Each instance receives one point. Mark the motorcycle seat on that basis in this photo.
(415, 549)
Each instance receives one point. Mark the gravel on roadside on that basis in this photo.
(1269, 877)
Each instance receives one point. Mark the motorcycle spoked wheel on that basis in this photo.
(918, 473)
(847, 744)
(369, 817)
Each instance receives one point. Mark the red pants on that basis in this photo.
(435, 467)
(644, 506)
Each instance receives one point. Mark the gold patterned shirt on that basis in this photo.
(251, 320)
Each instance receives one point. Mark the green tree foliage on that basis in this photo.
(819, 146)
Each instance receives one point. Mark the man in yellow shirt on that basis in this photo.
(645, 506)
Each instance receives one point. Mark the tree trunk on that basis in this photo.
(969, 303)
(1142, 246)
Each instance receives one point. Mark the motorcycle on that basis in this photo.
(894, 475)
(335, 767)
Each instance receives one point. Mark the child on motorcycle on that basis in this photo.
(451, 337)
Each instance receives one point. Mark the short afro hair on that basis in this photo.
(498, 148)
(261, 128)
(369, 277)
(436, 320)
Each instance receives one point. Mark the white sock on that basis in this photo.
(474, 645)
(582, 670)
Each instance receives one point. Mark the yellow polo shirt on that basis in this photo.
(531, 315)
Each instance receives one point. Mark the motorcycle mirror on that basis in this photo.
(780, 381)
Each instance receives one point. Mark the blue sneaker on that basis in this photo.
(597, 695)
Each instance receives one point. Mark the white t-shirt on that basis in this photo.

________________________

What the exercise asks:
Word for word, restate every record in the listing.

Solution to this exercise:
Each instance receives one point. Mark the motorcycle seat on that basis in this photo.
(415, 549)
Each instance receives one point. Mark the gravel on roadside on that basis in this photo.
(1269, 877)
Each instance receives one point. Mark the motorcycle spoked wheel on that basis in this photo.
(918, 473)
(847, 744)
(369, 817)
Each instance receives one point. Mark the red pants on that basis in this photo.
(435, 467)
(644, 506)
Each instance receives one point. Mark the gold patterned shirt on that basis in this photo.
(251, 320)
Each instance receives one point. Mark the green tree foliage on that basis in this photo.
(819, 146)
Each instance receives one point. Mark the man in yellow shirt on that basis in this photo.
(645, 506)
Each instance receives one point. Mark the tree trunk on that basis in this photo.
(969, 303)
(1142, 246)
Each instance receives one point. Mark the motorcycle on that basis in this photo.
(894, 475)
(335, 767)
Each instance receives one point. Mark the child on motorcycle on that basis in this photo.
(451, 337)
Each instance receives one point. Mark the short afro hair on that basis in this photo.
(498, 148)
(261, 128)
(369, 277)
(436, 320)
Each instance receives one point. Mark the white sock on that basis in this photo.
(474, 645)
(582, 670)
Each instance receives one point. Mark the yellow polo shirt on that basis in this photo.
(531, 315)
Each instance receives one point. Mark the motorcycle mirror on that basis in this photo.
(780, 381)
Each instance receives one point. Mark the blue sneaker on that basis in this photo.
(597, 695)
Each instance receives one point. Mark the white t-shirt on that basis in this photo.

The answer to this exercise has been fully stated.